▸ Text segment:
* * * * * * *

- Born: March 3, 1956 Huron, Ohio, U.S.
- Education: Ohio State University (BA) Georgetown University (JD)
- Occupations: Author; attorney (retired)
- Writing career
- Language: English
- Genres: History; Biography
- Notable works: White Shoe (2019) The Swamp Fox (2016)
- Website: www.johnollernyc.com/books

= John Oller =

American biographer, historian, and former Wall Street attorney

John Oller is an American biographer, historian, and former Wall Street attorney.

==Early life and education==
Oller was born in Huron, Ohio. He earned a B.A. in journalism, graduating summa cum laude from Ohio State University in 1979, where he wrote for and edited the daily student newspaper, the Lantern, and interned as a reporter at The Plain Dealer in Cleveland and the Rochester Times-Union. Oller graduated magna cum laude from Georgetown University Law Center in 1982.

* * * * * * *

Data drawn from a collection
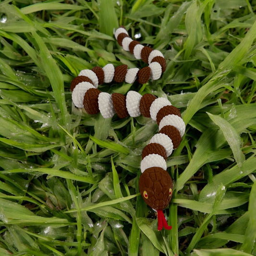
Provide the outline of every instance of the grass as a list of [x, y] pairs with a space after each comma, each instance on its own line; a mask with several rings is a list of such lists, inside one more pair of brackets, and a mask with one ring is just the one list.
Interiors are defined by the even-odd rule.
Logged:
[[[256, 255], [254, 0], [0, 2], [0, 254]], [[162, 77], [100, 90], [166, 94], [187, 124], [167, 160], [174, 194], [157, 231], [138, 194], [157, 125], [72, 105], [82, 69], [144, 66], [113, 29], [161, 50]]]

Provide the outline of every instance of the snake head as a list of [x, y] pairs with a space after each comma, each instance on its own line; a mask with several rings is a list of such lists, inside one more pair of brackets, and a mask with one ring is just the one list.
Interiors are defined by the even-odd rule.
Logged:
[[146, 204], [155, 210], [162, 210], [172, 195], [172, 180], [160, 167], [150, 167], [141, 174], [139, 181], [140, 194]]

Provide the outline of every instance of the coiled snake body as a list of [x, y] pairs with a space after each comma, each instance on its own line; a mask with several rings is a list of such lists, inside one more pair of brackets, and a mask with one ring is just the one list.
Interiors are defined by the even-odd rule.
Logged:
[[148, 66], [128, 69], [127, 65], [114, 67], [109, 63], [102, 68], [97, 66], [91, 70], [82, 70], [72, 82], [72, 99], [77, 108], [84, 108], [89, 114], [100, 112], [104, 118], [111, 118], [116, 113], [120, 118], [142, 115], [157, 121], [159, 133], [151, 138], [142, 151], [139, 187], [146, 203], [157, 211], [158, 230], [163, 226], [171, 229], [162, 211], [172, 195], [172, 180], [166, 171], [166, 159], [179, 145], [185, 124], [179, 110], [166, 98], [157, 98], [149, 94], [142, 96], [134, 91], [130, 91], [126, 96], [120, 93], [110, 95], [98, 89], [99, 85], [113, 80], [132, 84], [137, 80], [145, 84], [150, 79], [159, 79], [166, 68], [161, 52], [133, 40], [124, 27], [117, 29], [115, 36], [124, 50], [148, 63]]

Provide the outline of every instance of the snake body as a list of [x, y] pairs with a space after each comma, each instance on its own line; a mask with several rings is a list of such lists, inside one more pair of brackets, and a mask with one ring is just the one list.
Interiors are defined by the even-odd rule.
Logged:
[[153, 136], [142, 151], [139, 187], [146, 203], [157, 211], [158, 230], [163, 226], [171, 229], [162, 211], [172, 195], [172, 180], [166, 171], [166, 159], [179, 145], [185, 124], [179, 110], [165, 98], [157, 98], [150, 94], [142, 96], [134, 91], [129, 91], [126, 96], [120, 93], [110, 95], [98, 89], [99, 85], [113, 81], [132, 84], [137, 80], [145, 84], [149, 79], [159, 79], [166, 68], [161, 52], [133, 40], [124, 27], [117, 29], [115, 36], [125, 50], [148, 66], [141, 69], [128, 69], [127, 65], [115, 67], [109, 63], [103, 68], [82, 70], [71, 83], [72, 99], [76, 107], [84, 108], [89, 114], [100, 112], [104, 118], [110, 118], [116, 113], [120, 118], [142, 115], [157, 122], [159, 133]]

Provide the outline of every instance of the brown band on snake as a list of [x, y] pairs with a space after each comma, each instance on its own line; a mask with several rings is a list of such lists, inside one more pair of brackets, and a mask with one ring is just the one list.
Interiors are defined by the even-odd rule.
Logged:
[[96, 88], [89, 89], [84, 97], [84, 107], [88, 114], [94, 115], [99, 112], [98, 103], [100, 91]]
[[174, 106], [165, 106], [163, 107], [158, 112], [157, 114], [157, 122], [159, 125], [161, 120], [165, 116], [168, 115], [176, 115], [182, 117], [180, 110]]
[[150, 154], [157, 154], [161, 156], [166, 160], [167, 158], [167, 153], [163, 146], [158, 143], [149, 143], [147, 144], [142, 150], [142, 158], [143, 159], [146, 156]]
[[140, 101], [140, 111], [143, 116], [150, 117], [149, 109], [152, 103], [156, 98], [155, 96], [149, 93], [146, 93], [142, 96]]
[[134, 54], [134, 48], [135, 47], [135, 46], [138, 44], [140, 44], [140, 42], [135, 40], [132, 41], [132, 42], [130, 43], [130, 44], [129, 45], [129, 50], [131, 53], [132, 54]]
[[167, 171], [160, 167], [146, 169], [140, 176], [139, 187], [144, 201], [155, 210], [164, 209], [171, 198], [170, 189], [172, 190], [172, 180]]
[[163, 58], [162, 56], [154, 57], [151, 61], [151, 63], [154, 62], [158, 62], [161, 65], [161, 67], [162, 67], [162, 73], [163, 73], [165, 71], [165, 70], [166, 69], [166, 61], [164, 58]]
[[124, 37], [130, 37], [125, 33], [121, 33], [117, 37], [117, 42], [120, 46], [122, 46], [122, 39]]
[[146, 84], [149, 80], [150, 77], [150, 68], [145, 67], [139, 70], [138, 72], [138, 82], [140, 84]]
[[121, 83], [124, 81], [127, 73], [127, 65], [120, 65], [115, 68], [114, 81], [117, 83]]
[[174, 149], [179, 146], [182, 137], [180, 132], [176, 127], [172, 125], [165, 125], [159, 131], [159, 133], [164, 134], [171, 140]]
[[98, 84], [102, 84], [104, 81], [104, 72], [102, 68], [96, 66], [92, 68], [92, 71], [96, 74], [98, 80]]
[[126, 108], [126, 97], [124, 95], [121, 93], [113, 93], [112, 101], [114, 109], [120, 118], [124, 118], [129, 115]]
[[71, 91], [73, 92], [74, 87], [79, 83], [82, 82], [88, 82], [93, 85], [93, 83], [91, 79], [87, 77], [87, 76], [85, 76], [84, 75], [79, 75], [75, 77], [71, 82], [71, 85], [70, 86], [70, 89]]
[[145, 46], [141, 50], [141, 60], [146, 63], [148, 63], [148, 56], [149, 54], [153, 50], [152, 48], [148, 46]]

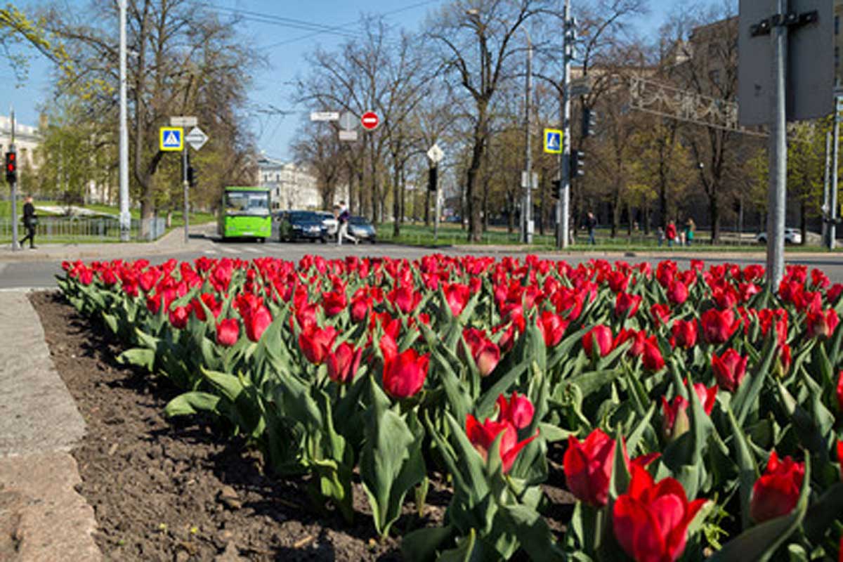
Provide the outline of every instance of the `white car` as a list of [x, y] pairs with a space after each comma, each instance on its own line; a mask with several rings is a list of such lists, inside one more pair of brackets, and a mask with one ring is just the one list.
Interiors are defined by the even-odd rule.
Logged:
[[[755, 242], [767, 244], [767, 233], [759, 233], [755, 237]], [[802, 232], [798, 228], [785, 228], [785, 243], [802, 244]]]
[[316, 214], [322, 219], [322, 224], [327, 228], [328, 236], [336, 238], [336, 231], [340, 229], [340, 222], [334, 217], [334, 213], [328, 212], [327, 211], [317, 211]]

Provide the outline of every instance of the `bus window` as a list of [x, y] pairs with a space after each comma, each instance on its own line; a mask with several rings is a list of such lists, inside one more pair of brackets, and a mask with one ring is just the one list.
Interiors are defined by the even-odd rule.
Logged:
[[225, 194], [227, 215], [268, 215], [269, 193], [266, 191], [228, 191]]

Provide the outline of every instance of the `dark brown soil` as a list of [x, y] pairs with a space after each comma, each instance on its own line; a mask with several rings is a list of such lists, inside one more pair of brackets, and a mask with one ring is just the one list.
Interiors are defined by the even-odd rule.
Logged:
[[[355, 525], [317, 515], [303, 481], [263, 474], [260, 455], [216, 431], [212, 420], [166, 420], [164, 405], [179, 391], [119, 365], [118, 342], [58, 293], [34, 293], [31, 301], [88, 425], [72, 455], [106, 559], [400, 559], [397, 539], [377, 541], [359, 485]], [[436, 505], [426, 518], [403, 517], [399, 533], [441, 520], [447, 493], [432, 490], [432, 497]]]

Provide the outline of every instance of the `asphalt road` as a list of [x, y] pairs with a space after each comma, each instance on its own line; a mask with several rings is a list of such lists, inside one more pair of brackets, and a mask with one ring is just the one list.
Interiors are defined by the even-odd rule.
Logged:
[[[385, 244], [361, 244], [357, 246], [354, 244], [343, 244], [341, 247], [338, 247], [334, 244], [323, 244], [308, 242], [266, 242], [266, 244], [251, 242], [223, 243], [219, 239], [210, 238], [202, 240], [201, 243], [197, 241], [194, 248], [191, 248], [192, 244], [193, 241], [191, 241], [191, 244], [188, 244], [186, 247], [175, 249], [172, 253], [164, 255], [160, 253], [149, 254], [141, 253], [137, 255], [127, 255], [126, 259], [146, 258], [153, 263], [161, 263], [169, 258], [175, 258], [179, 261], [192, 260], [201, 255], [213, 258], [228, 256], [244, 260], [252, 260], [260, 256], [271, 256], [298, 261], [303, 256], [309, 254], [323, 255], [328, 259], [342, 258], [346, 255], [358, 255], [361, 257], [390, 256], [393, 258], [406, 258], [408, 260], [415, 260], [433, 252], [454, 255], [489, 254], [498, 258], [504, 255], [524, 256], [526, 254], [524, 252], [489, 252], [482, 247], [471, 249], [440, 249], [433, 250], [425, 248], [412, 248]], [[762, 259], [753, 255], [731, 254], [722, 257], [711, 258], [711, 256], [702, 257], [695, 255], [693, 253], [683, 253], [681, 249], [675, 249], [672, 252], [663, 252], [658, 255], [647, 256], [620, 256], [620, 254], [607, 256], [603, 254], [589, 255], [584, 253], [568, 255], [540, 254], [539, 256], [550, 260], [565, 260], [572, 265], [577, 265], [583, 261], [587, 262], [593, 258], [602, 258], [609, 261], [623, 260], [633, 264], [649, 261], [653, 265], [662, 260], [670, 259], [677, 261], [681, 267], [688, 267], [690, 260], [692, 259], [702, 259], [706, 264], [729, 262], [738, 264], [742, 266], [753, 263], [764, 264]], [[85, 261], [90, 260], [86, 260]], [[56, 276], [62, 273], [61, 261], [61, 260], [57, 259], [44, 261], [0, 261], [0, 290], [21, 287], [55, 287]], [[805, 264], [809, 267], [818, 267], [825, 271], [833, 281], [843, 282], [843, 255], [818, 254], [816, 255], [806, 256], [803, 254], [788, 257], [787, 262]]]

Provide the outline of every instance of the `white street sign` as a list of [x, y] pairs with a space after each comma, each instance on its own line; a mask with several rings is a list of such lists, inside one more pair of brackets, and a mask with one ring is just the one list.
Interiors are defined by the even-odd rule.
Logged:
[[351, 111], [345, 111], [340, 115], [340, 126], [345, 131], [354, 131], [359, 122], [360, 120], [355, 117]]
[[193, 127], [191, 129], [191, 132], [187, 133], [185, 141], [193, 147], [193, 150], [199, 150], [208, 142], [208, 136], [199, 127]]
[[195, 127], [199, 120], [193, 116], [170, 117], [169, 126], [174, 127]]
[[338, 111], [313, 111], [310, 114], [312, 121], [336, 121], [340, 120]]
[[427, 151], [427, 158], [430, 158], [431, 162], [438, 164], [445, 158], [445, 153], [439, 147], [439, 145], [434, 142], [433, 146]]

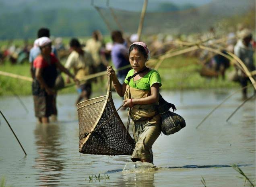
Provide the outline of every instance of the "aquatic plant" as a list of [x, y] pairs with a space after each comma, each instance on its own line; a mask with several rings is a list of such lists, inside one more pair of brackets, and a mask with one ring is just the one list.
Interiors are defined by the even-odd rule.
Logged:
[[234, 164], [233, 165], [232, 165], [231, 166], [233, 168], [233, 169], [237, 171], [237, 172], [238, 172], [239, 173], [240, 173], [243, 176], [243, 177], [239, 177], [239, 176], [237, 176], [237, 177], [241, 179], [244, 179], [244, 186], [245, 186], [245, 185], [247, 182], [247, 181], [248, 181], [250, 183], [250, 186], [253, 187], [254, 187], [255, 186], [255, 185], [252, 182], [252, 181], [250, 181], [250, 179], [249, 179], [249, 178], [246, 176], [246, 175], [244, 173], [244, 172], [242, 171], [242, 170], [241, 169], [239, 168], [239, 167], [238, 167], [238, 166], [236, 164]]
[[1, 185], [0, 185], [0, 187], [11, 187], [11, 186], [6, 186], [5, 179], [4, 179], [4, 177], [2, 177], [1, 179]]
[[202, 177], [202, 179], [201, 179], [201, 182], [202, 183], [202, 184], [204, 185], [204, 187], [206, 187], [206, 183], [205, 182], [205, 181], [204, 180], [204, 179], [202, 176], [201, 176]]
[[[95, 181], [96, 180], [98, 180], [99, 181], [99, 182], [100, 182], [100, 180], [109, 180], [109, 176], [108, 175], [107, 175], [107, 176], [106, 176], [106, 175], [104, 173], [104, 177], [103, 176], [101, 176], [100, 175], [100, 173], [99, 174], [99, 175], [98, 175], [98, 176], [97, 176], [96, 175], [94, 175], [94, 176], [93, 176], [93, 175], [89, 175], [89, 182], [93, 182], [93, 179], [94, 179]], [[85, 180], [86, 180], [86, 178], [85, 179]]]

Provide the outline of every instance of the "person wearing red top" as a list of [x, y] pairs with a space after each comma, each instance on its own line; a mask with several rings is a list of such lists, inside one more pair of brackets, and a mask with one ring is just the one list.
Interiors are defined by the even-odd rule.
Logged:
[[58, 75], [57, 69], [63, 71], [74, 81], [78, 81], [51, 53], [52, 41], [47, 37], [39, 39], [41, 55], [33, 62], [35, 78], [32, 83], [35, 113], [40, 122], [48, 123], [49, 117], [53, 113], [52, 105], [55, 91], [53, 89]]

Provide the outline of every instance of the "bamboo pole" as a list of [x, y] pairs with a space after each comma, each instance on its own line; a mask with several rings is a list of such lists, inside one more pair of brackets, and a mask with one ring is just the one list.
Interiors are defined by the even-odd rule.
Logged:
[[234, 115], [235, 113], [236, 112], [236, 111], [238, 110], [238, 109], [239, 109], [243, 105], [244, 105], [244, 104], [245, 103], [246, 103], [247, 101], [249, 101], [250, 100], [252, 99], [254, 96], [255, 96], [255, 95], [254, 94], [251, 97], [250, 97], [250, 98], [248, 98], [247, 99], [246, 99], [244, 101], [244, 102], [242, 103], [242, 104], [241, 104], [240, 105], [239, 105], [239, 106], [238, 106], [238, 107], [236, 108], [236, 109], [235, 109], [235, 111], [233, 112], [230, 115], [230, 116], [229, 116], [227, 118], [227, 120], [226, 120], [226, 121], [227, 122], [229, 120], [229, 119], [230, 119], [231, 117], [233, 116], [233, 115]]
[[237, 90], [236, 90], [236, 91], [233, 92], [233, 93], [232, 93], [231, 94], [229, 95], [229, 96], [228, 96], [227, 98], [226, 98], [223, 101], [222, 101], [222, 102], [220, 103], [219, 104], [218, 104], [217, 106], [216, 106], [214, 108], [213, 108], [213, 109], [210, 112], [210, 113], [209, 114], [208, 114], [205, 117], [204, 119], [203, 119], [203, 120], [202, 120], [202, 121], [197, 125], [197, 126], [196, 126], [196, 129], [197, 129], [197, 128], [198, 128], [199, 127], [199, 126], [200, 126], [200, 125], [201, 125], [203, 122], [204, 122], [205, 120], [206, 120], [208, 117], [209, 117], [211, 114], [217, 108], [218, 108], [222, 104], [223, 104], [226, 101], [227, 101], [228, 99], [229, 99], [229, 98], [230, 98], [231, 97], [231, 96], [232, 96], [233, 95], [235, 94], [236, 94], [237, 92], [238, 92], [238, 91], [242, 90], [243, 89], [246, 88], [247, 87], [248, 87], [249, 86], [251, 86], [252, 85], [250, 84], [249, 85], [248, 85], [246, 86], [245, 86], [244, 87], [242, 87], [242, 88], [240, 88], [239, 89], [237, 89]]
[[110, 26], [109, 25], [109, 22], [107, 21], [107, 19], [105, 18], [105, 17], [102, 14], [101, 12], [99, 10], [99, 8], [95, 6], [93, 6], [94, 7], [95, 9], [96, 9], [96, 10], [97, 10], [97, 12], [98, 12], [98, 13], [99, 13], [100, 16], [101, 17], [101, 18], [105, 22], [105, 24], [106, 24], [106, 25], [107, 25], [107, 29], [108, 29], [110, 33], [111, 32], [112, 29], [111, 29], [111, 27], [110, 27]]
[[120, 24], [120, 23], [119, 22], [119, 21], [118, 21], [118, 20], [117, 18], [117, 17], [116, 15], [116, 14], [115, 14], [115, 12], [114, 12], [114, 10], [113, 10], [113, 8], [112, 8], [111, 7], [109, 7], [109, 10], [110, 10], [110, 13], [111, 13], [111, 14], [112, 15], [112, 16], [114, 18], [114, 20], [115, 20], [115, 21], [116, 22], [116, 24], [118, 27], [118, 28], [119, 28], [119, 29], [120, 29], [120, 30], [121, 31], [122, 33], [123, 34], [124, 34], [124, 30], [123, 28], [123, 27], [122, 27], [122, 25], [121, 25], [121, 24]]
[[252, 85], [254, 86], [254, 89], [256, 89], [256, 86], [255, 85], [255, 80], [252, 76], [252, 75], [248, 70], [248, 69], [247, 68], [246, 66], [244, 65], [244, 62], [243, 62], [241, 59], [240, 59], [237, 56], [236, 56], [234, 54], [228, 52], [227, 52], [227, 54], [233, 57], [233, 58], [242, 67], [243, 69], [244, 70], [244, 71], [245, 71], [245, 73], [248, 76], [248, 77], [249, 77], [249, 78], [252, 82]]
[[144, 22], [144, 18], [145, 17], [145, 14], [147, 10], [147, 6], [148, 4], [148, 0], [144, 0], [144, 3], [141, 10], [141, 14], [140, 14], [140, 21], [138, 27], [138, 31], [137, 34], [138, 34], [138, 41], [140, 40], [140, 37], [141, 36], [141, 33], [142, 32], [142, 28]]
[[16, 136], [16, 134], [15, 134], [15, 133], [14, 132], [14, 131], [13, 131], [13, 130], [12, 128], [12, 127], [10, 126], [10, 124], [9, 123], [9, 122], [7, 121], [7, 120], [6, 120], [6, 118], [5, 118], [5, 117], [4, 117], [4, 114], [2, 112], [1, 110], [0, 110], [0, 113], [1, 113], [1, 114], [2, 115], [2, 116], [4, 118], [4, 120], [5, 120], [5, 121], [7, 123], [7, 124], [8, 125], [8, 126], [9, 126], [9, 127], [10, 128], [10, 129], [11, 130], [12, 132], [12, 133], [14, 135], [14, 136], [16, 138], [16, 139], [17, 140], [17, 141], [18, 141], [18, 142], [19, 142], [19, 144], [20, 144], [20, 146], [21, 146], [21, 148], [22, 149], [22, 150], [23, 150], [23, 151], [24, 152], [24, 153], [26, 155], [27, 155], [27, 153], [26, 153], [26, 152], [25, 151], [25, 150], [24, 150], [24, 149], [23, 148], [23, 147], [22, 146], [22, 145], [21, 145], [21, 144], [20, 142], [20, 141], [19, 140], [19, 139], [18, 138], [18, 137]]

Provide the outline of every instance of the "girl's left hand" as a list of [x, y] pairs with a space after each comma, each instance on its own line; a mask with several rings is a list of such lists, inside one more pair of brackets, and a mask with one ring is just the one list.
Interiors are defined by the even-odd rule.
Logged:
[[134, 104], [132, 103], [132, 99], [128, 99], [127, 100], [125, 100], [123, 101], [123, 102], [124, 103], [123, 106], [124, 107], [129, 107], [129, 108], [132, 108], [133, 107]]

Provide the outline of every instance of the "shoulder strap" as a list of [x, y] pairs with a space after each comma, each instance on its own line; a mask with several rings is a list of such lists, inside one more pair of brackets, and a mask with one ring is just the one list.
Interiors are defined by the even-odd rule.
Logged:
[[145, 69], [144, 69], [140, 71], [138, 71], [138, 72], [132, 75], [132, 76], [130, 76], [129, 77], [127, 77], [127, 78], [126, 79], [126, 80], [128, 81], [128, 83], [129, 83], [129, 82], [130, 82], [130, 81], [131, 80], [131, 79], [133, 78], [135, 76], [136, 76], [137, 75], [138, 75], [138, 74], [140, 74], [141, 73], [142, 73], [144, 72], [145, 71], [146, 71], [147, 70], [148, 70], [149, 69], [150, 69], [150, 68], [149, 68], [149, 67], [147, 67]]

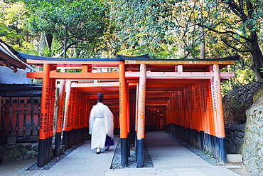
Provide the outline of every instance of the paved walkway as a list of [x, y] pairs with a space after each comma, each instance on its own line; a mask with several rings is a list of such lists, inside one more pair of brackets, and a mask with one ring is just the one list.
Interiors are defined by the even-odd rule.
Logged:
[[[116, 144], [119, 139], [114, 139]], [[115, 147], [96, 155], [95, 150], [90, 149], [90, 143], [87, 143], [49, 170], [38, 171], [33, 175], [239, 175], [225, 167], [210, 165], [172, 140], [166, 133], [146, 133], [145, 144], [154, 167], [112, 170], [110, 165]]]

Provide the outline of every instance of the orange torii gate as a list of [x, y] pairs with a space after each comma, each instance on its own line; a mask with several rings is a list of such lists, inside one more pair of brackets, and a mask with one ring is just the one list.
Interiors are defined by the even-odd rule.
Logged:
[[[19, 56], [28, 63], [43, 66], [43, 71], [28, 73], [29, 78], [43, 79], [39, 167], [51, 157], [58, 82], [55, 155], [59, 155], [61, 133], [65, 149], [87, 139], [89, 113], [97, 93], [101, 92], [114, 115], [114, 128], [120, 129], [123, 166], [129, 157], [129, 134], [135, 131], [137, 166], [143, 167], [146, 128], [167, 130], [226, 162], [220, 82], [235, 74], [220, 70], [234, 64], [239, 56], [174, 60], [145, 56], [112, 59], [55, 58], [22, 53]], [[96, 72], [104, 68], [111, 71]], [[73, 69], [79, 72], [68, 71]]]

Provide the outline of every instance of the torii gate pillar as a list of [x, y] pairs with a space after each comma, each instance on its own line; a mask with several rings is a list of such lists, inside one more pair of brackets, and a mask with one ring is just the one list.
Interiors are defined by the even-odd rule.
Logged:
[[137, 120], [137, 145], [136, 157], [137, 167], [144, 165], [144, 143], [145, 137], [145, 96], [146, 96], [146, 65], [140, 66], [140, 78], [139, 83], [138, 120]]

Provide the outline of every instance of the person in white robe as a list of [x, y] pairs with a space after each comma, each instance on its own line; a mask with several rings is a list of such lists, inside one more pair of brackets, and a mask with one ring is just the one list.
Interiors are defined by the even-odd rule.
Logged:
[[[93, 105], [90, 115], [89, 132], [91, 137], [91, 149], [97, 148], [97, 154], [101, 152], [101, 148], [107, 150], [109, 145], [113, 145], [114, 123], [113, 115], [109, 108], [102, 103], [103, 94], [98, 93], [98, 103]], [[107, 137], [107, 135], [108, 137]], [[112, 140], [112, 144], [105, 144], [106, 138]]]

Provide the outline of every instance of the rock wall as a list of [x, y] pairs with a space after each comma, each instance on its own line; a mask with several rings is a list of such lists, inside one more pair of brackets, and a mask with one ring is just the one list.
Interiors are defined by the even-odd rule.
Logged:
[[37, 143], [17, 143], [16, 145], [3, 144], [0, 146], [0, 158], [3, 162], [28, 160], [38, 156], [38, 144]]
[[241, 150], [246, 170], [263, 175], [263, 105], [247, 111], [246, 132]]
[[245, 125], [225, 127], [225, 146], [227, 154], [240, 154], [240, 147], [245, 135]]

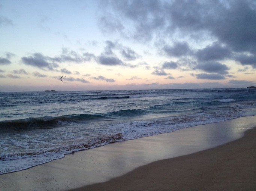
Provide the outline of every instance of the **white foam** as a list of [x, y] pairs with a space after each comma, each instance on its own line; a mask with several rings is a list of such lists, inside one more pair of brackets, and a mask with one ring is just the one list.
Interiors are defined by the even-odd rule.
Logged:
[[218, 100], [218, 101], [220, 102], [223, 103], [234, 102], [236, 101], [236, 100], [233, 99], [223, 99], [222, 100]]

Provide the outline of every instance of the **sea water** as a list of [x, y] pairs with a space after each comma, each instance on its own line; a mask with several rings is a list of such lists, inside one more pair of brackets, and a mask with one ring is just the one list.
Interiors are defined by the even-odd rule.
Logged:
[[109, 143], [256, 115], [256, 89], [0, 93], [0, 174]]

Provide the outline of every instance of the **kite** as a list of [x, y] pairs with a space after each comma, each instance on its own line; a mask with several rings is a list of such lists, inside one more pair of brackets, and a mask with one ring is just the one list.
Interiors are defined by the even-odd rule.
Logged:
[[65, 77], [66, 77], [66, 76], [62, 76], [61, 77], [60, 77], [60, 81], [61, 81], [61, 82], [63, 82], [63, 81], [62, 81], [62, 80], [61, 80], [61, 78], [62, 78], [63, 76], [64, 76]]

* * * * * * *

▸ Requirements:
**A)** According to the John Oller profile, in what year did Oller graduate from Georgetown University Law Center?
**B)** Extract the passage of the John Oller profile starting with "- Website: www.johnollernyc.com/books" and going on through "Center in 1982.".

▸ Written answers:
**A)** 1982

**B)**
- Website: www.johnollernyc.com/books

= John Oller =

American biographer, historian, and former Wall Street attorney

John Oller is an American biographer, historian, and former Wall Street attorney.

==Early life and education==
Oller was born in Huron, Ohio. He earned a B.A. in journalism, graduating summa cum laude from Ohio State University in 1979, where he wrote for and edited the daily student newspaper, the Lantern, and interned as a reporter at The Plain Dealer in Cleveland and the Rochester Times-Union. Oller graduated magna cum laude from Georgetown University Law Center in 1982.